# Problem details:
Resume the forum discussion about the x32 ABI, continuing it after its final sentence.

90+% of applications are not CPU-intensive, so they don't give a crap. 90% of the other applications that are CPU-intensive would benefit far more from removing pointer accesses than from making the pointers half the size. Only the remaining 1% are going to go through the hassle of dicking around with a complete second set of libraries on their system just so they can halve the size of their pointers.
There's simply no benefit at all from compiling the vast majority of desktop x86 applications in anything other than x86-64. Which is why no sane x86 distro is even going to consider using this kludge.
The return of memory models? by Just+Brew+It! · 2013-12-24 14:29 · Score: 3, Interesting

This sure feels a lot like a throwback to the old 16-bit DOS days, where you had small/medium/large memory models depending on the size of your code and data address spaces. We've already got 32-bit mode for supporting pure 32-bit apps and 64-bit mode for pure 64-bit; supporting yet a third ABI is just going to result in more bloat as all the runtime libraries need to be duplicated for yet another combination of code/data pointer size.
I hate to say this since I'm sure a lot of smart people put significant effort into this, but it seems like a solution in search of a problem. RAM is cheap, and the performance advantage of using 32-bit pointers is typically small.
Re:ABI? by Just+Brew+It! · 2013-12-24 14:34 · Score: 2

ABI = Application Binary Interface. Defines the pointer sizes and conventions for passing function arguments at the object code level (among other things). The ABI determines how the compiler generates object code for function call/entry/exit, and the width of pointer types.
API defines the interfaces seen by the programmer.
BSD by manu0601 · 2013-12-24 14:54 · Score: 1

I understand it is the same beast as the COMPAT_NETBSD32 option that has been available in NetBSD for 15 years now. It works amazingly well: one can throw a 64 bit kernel on a 32 bit userland and it just works, except for a few binaries that rely on ioctl(2) on some special device to cooperate with the kernel.
NetBSD even had a COMPAT_LINUX32 option for 7 years, which enables running a 32 bit Linux binary on a 64 bit NetBSD kernel. Of course the Linux ABI is a fast moving target, and one often misses the latest system call that a given Linux binary requires, but it is funny to see that Linux feature was supported on non Linux OS first.
1. Re:BSD by adri · 2013-12-24 15:53 · Score: 2
  
  No, it's not the same.
  The idea is that you use the 32 bit pointer model, with 32 bit indirect instructions, but you're doing it all using the x86-64 instruction set. Ie, the task is in 64 bit mode. The 64 bit mode includes primarily more registers, so you can write / compile to tighter code.
  The stuff you described is for running 32 bit binaries that use the i386/i485/i586 instruction set, complete with the limited set of temporary registers. x86-64 has many more registers to use.
  It's not just about cache lines. :)
Re:Supplant 32-bit ABI by AReilly · 2013-12-24 15:18 · Score: 1

This.
With a slight caveat that in that last one percent is probably the use case of DOM inside a browser page looks sufficiently like an irreducible thicket of tiny objects, and still wants all the speed that it can get, which is why Google is pushing x32 for Chrome plugins. Maybe it helps a bit for Javascript compilation too.
At least if your x32 is (a) sandboxed in a browser process and (b) generated by a JIT then the library duplication badness should be negligible and the result mostly invisible to the user.

# Record list:
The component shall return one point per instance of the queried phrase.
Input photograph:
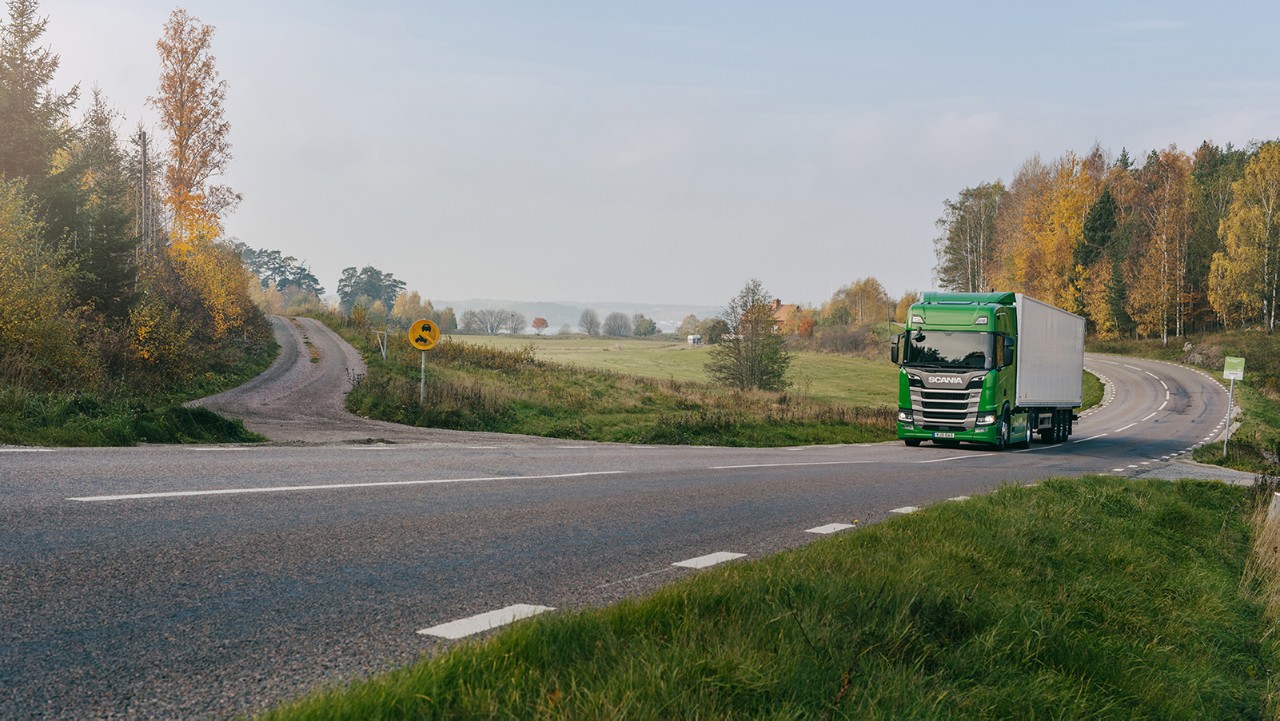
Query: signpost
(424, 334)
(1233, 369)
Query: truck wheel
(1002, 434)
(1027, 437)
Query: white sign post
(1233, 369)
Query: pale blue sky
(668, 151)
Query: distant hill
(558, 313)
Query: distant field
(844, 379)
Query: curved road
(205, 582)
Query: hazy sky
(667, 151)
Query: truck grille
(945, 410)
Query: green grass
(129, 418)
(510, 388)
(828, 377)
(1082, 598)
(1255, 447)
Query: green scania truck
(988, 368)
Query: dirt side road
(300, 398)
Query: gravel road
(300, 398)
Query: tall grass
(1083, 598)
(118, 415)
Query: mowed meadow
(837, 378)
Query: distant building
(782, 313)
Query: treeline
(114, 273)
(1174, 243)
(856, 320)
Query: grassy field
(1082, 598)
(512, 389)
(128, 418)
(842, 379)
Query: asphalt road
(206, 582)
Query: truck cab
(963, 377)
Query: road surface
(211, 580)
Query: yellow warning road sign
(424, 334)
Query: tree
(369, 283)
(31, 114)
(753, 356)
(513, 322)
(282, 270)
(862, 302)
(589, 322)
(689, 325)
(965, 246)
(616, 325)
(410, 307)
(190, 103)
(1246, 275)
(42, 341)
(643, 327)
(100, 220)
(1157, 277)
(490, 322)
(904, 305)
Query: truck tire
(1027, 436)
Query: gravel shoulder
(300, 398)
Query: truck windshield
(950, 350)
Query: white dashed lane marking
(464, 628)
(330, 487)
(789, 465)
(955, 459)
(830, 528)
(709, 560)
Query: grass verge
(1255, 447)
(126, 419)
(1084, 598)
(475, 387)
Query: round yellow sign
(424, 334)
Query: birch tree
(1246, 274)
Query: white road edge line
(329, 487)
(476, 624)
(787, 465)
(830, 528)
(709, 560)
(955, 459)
==
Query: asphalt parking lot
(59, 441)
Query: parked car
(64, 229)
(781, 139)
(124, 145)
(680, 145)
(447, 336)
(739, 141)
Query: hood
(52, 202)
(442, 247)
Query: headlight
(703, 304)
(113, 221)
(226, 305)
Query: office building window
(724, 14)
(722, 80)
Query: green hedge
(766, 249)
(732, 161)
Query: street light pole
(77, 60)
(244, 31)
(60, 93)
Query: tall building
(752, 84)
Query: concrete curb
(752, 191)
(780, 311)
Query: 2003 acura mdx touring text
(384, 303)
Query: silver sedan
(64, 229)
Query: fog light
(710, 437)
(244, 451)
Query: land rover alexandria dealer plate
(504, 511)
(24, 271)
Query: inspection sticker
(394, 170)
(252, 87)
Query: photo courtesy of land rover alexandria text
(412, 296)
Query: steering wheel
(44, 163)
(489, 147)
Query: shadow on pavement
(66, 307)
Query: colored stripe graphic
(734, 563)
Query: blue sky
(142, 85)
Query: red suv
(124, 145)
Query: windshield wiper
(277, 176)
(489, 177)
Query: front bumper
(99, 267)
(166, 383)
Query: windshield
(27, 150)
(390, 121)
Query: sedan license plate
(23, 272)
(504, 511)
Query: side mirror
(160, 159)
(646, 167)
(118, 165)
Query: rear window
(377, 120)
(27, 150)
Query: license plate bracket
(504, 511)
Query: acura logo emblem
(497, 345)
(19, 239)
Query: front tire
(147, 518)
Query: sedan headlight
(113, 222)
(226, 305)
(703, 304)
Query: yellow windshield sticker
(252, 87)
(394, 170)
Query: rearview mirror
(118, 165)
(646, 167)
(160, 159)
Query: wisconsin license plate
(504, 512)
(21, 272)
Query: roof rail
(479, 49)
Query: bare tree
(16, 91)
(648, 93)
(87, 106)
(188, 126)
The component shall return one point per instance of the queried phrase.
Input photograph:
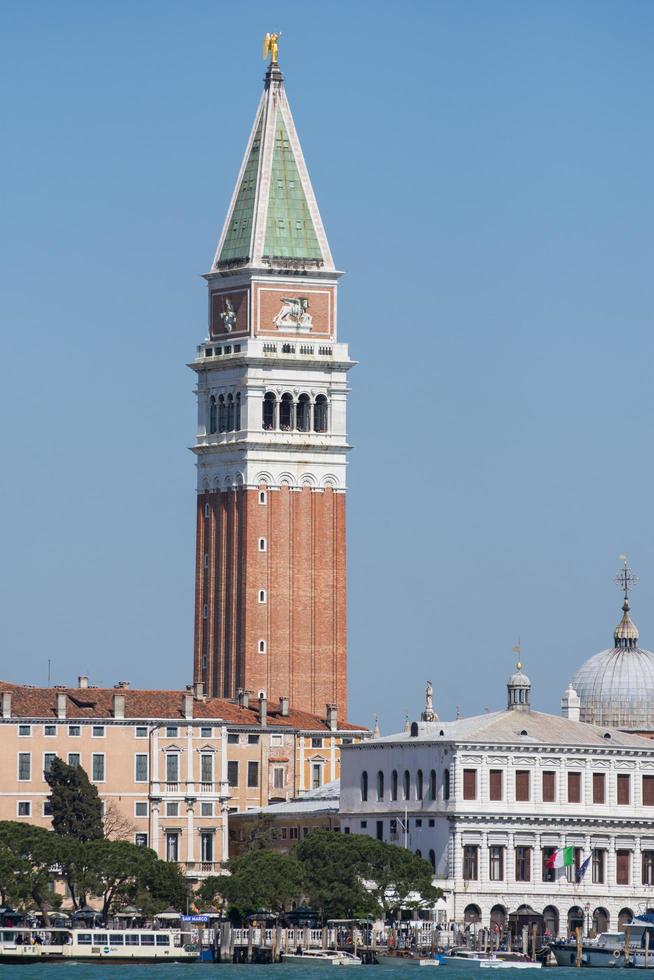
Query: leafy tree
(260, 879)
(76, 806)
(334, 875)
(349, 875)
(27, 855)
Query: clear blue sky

# Expected answer:
For my own code, I wouldn't touch it with a bargepole. Storing pointers in memory? Madness...

--
-- Andrew
First let's understand this x32 correctly. by macpacheco · 2013-12-24 15:38 · Score: 2

While it's possible to have a system with 16GB that could use only x32 (the kernel is still x86_64 under x32, so the kernel can see the 16GB), for instance running thousands of tasks using up to 4GB each just fine, plus the page cache is a kernel thing, so the I/O cache can always use all memory.
On the other hand, there are workloads that run on a 4GB system but that need x86_64 (mmaping of huge files for instance), and so boneheaded tasks reserve tons of never used RAM, it could actually use 1GB of RAM but reserve 8GB, the issue there really should be putting the coder in jail, but I digress.
But the vast majority of linux workloads today that use even a 8GB system would run just fine under x32. Like 95-98%.
And nobody is even suggesting a mainstream linux distro without x86_64 userland. I'm sugesting all standard tools using x32, but keeping the x86_64 shared libraries and compilers, so if you need you could use some apps with full 64bit capability. Just use x32 by default.
Plus it's a good way to remind lazy developers that no matter how cheap RAM is, you should be serious about being efficient (specially to the KDE developers) !
KDE functionality is great, but they really have no clue about efficiency (RAM and CPU).
1. Re:First let's understand this x32 correctly. by Mr+Z · 2013-12-24 15:57 · Score: 1
  
  I have a warm place in my heart for x32 for the reasons you mention: 95% - 98% of code is perfectly happy with 32-bit pointers. (I would posit 99%+ for many folks, actually. The kernel and a few big apps benefit from 64-bit, and the rest fit well in 4GB. I put "web browser" in the "big app" list, but it is only one app even if it's one of the biggest cycle-eaters.)
  Now that the ABI has matured and presumably they've had some time to work the kinks out, I'd love to see them post some up-to-date benchmarks. The previous benchmarks were actually somewhat disappointing. I expected a bit more noticeable speedup.
  
  --
  Program Intellivision!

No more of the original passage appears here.